Begin

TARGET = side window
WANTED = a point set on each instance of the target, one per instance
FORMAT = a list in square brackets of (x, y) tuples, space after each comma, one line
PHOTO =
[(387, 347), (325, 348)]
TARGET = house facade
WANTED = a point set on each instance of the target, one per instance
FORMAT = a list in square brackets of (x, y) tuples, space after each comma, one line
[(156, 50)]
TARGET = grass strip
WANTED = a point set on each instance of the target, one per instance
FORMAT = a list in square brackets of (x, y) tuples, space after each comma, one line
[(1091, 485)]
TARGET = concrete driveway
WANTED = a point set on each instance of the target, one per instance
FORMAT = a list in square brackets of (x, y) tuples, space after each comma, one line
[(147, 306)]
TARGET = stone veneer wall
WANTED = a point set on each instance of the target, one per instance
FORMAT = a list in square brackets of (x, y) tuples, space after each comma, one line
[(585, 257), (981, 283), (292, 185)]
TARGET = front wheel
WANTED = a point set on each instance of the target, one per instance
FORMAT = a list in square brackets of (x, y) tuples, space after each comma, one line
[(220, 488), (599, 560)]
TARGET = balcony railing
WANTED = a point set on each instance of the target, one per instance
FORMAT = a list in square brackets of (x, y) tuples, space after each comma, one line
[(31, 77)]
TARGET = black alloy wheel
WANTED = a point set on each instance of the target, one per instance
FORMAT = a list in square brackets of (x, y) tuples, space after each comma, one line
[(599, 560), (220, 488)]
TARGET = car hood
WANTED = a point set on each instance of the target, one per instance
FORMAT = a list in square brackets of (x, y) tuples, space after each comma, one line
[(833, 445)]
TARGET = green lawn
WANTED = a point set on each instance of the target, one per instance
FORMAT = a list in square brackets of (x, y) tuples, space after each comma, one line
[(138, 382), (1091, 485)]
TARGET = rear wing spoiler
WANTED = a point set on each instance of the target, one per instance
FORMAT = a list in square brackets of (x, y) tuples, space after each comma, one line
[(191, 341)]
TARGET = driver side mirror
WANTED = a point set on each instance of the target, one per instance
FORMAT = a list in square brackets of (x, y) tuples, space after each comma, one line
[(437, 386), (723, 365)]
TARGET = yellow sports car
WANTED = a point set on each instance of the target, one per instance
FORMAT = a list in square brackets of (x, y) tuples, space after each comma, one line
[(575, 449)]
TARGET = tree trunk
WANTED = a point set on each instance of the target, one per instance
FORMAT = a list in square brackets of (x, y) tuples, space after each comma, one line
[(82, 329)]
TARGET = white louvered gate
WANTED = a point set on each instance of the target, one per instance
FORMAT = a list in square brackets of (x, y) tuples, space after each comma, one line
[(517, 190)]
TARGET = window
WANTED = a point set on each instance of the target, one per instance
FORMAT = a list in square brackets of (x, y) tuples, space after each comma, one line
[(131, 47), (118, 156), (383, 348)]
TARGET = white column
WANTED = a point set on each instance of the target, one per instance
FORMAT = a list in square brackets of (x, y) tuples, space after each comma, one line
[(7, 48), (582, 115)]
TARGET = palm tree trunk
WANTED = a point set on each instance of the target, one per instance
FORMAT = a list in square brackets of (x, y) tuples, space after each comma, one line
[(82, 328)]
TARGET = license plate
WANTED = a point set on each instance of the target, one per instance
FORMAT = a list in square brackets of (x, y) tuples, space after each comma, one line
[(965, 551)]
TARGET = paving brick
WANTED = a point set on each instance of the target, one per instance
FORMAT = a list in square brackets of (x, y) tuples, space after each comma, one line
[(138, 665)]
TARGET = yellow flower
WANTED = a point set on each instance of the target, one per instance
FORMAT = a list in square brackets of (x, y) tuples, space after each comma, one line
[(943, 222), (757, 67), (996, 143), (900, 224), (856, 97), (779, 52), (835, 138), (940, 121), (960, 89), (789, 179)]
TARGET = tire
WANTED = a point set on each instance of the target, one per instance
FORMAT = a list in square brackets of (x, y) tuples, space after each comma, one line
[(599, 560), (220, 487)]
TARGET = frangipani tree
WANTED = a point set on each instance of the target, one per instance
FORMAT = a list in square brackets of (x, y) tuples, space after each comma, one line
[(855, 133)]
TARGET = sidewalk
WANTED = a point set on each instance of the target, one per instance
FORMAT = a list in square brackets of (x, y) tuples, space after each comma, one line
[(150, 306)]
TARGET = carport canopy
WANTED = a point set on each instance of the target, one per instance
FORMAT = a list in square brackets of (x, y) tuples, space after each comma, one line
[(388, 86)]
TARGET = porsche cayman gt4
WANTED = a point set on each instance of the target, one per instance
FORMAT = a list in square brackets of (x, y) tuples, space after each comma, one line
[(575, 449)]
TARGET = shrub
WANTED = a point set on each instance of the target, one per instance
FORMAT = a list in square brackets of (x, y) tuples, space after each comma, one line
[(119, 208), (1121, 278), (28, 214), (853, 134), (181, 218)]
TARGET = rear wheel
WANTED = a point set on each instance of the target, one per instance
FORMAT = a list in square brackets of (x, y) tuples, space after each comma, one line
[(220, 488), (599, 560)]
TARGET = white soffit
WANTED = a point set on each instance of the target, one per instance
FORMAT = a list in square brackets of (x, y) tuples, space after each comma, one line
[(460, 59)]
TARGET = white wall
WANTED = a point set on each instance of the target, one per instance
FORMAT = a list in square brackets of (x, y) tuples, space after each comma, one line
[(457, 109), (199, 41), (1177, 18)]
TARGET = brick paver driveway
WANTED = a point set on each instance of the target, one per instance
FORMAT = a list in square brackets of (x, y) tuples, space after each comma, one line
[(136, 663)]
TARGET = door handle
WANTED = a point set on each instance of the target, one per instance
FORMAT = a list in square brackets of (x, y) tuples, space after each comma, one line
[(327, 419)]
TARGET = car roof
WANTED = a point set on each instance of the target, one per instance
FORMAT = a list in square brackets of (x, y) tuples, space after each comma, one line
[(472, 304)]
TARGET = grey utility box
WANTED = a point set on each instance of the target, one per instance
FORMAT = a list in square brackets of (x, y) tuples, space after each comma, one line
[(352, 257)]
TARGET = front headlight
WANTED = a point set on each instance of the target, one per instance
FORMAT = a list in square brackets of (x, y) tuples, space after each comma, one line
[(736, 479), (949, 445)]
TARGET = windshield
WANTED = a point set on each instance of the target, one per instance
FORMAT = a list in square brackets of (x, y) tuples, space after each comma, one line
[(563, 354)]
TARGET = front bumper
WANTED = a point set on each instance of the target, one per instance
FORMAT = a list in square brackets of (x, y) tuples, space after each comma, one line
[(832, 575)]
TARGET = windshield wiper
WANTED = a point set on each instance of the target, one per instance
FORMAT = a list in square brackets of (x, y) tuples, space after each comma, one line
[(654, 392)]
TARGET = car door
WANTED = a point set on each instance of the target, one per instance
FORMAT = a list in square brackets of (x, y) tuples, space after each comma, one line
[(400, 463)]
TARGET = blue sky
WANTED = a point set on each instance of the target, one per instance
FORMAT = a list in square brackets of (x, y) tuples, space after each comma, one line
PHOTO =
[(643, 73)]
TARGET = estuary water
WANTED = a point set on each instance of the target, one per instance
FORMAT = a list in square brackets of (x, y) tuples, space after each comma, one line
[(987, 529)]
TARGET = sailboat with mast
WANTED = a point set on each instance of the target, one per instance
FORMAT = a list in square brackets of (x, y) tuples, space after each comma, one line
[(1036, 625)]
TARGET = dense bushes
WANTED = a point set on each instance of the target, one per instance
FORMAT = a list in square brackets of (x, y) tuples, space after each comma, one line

End

AIM
Rewrite the records from the line containing "TARGET = front headlight" through the line containing "[(654, 392)]", inclusive, and keep the requests as they are. In each answer, multiply every x and y coordinate by 1.95 and round it to a whole number, with halves rounded up.

RESPONSE
TARGET = front headlight
WANTED = a point set on each instance of the target, one per instance
FORMAT = a list in square brackets of (x, y) tuples, space after each comma, one line
[(1435, 934), (1851, 868)]
TARGET = windshield
WANTED = a point set on each instance of the target, one per instance
FORMAT = a list in square brackets of (x, y) tuples, space after each comma, one line
[(1098, 690)]
TARGET = front bumper
WANTED = a point set on each instance of the target, one per instance
FORMAT = a list in square brackets of (x, y) tuples, space after each comma, one line
[(1622, 1121)]
TARGET = windshield wiper
WANTED = a point set on each instance of the target, one per instance
FORMAT = a list in square brackets of (x, y) tuples, space after each comma, one line
[(1275, 764)]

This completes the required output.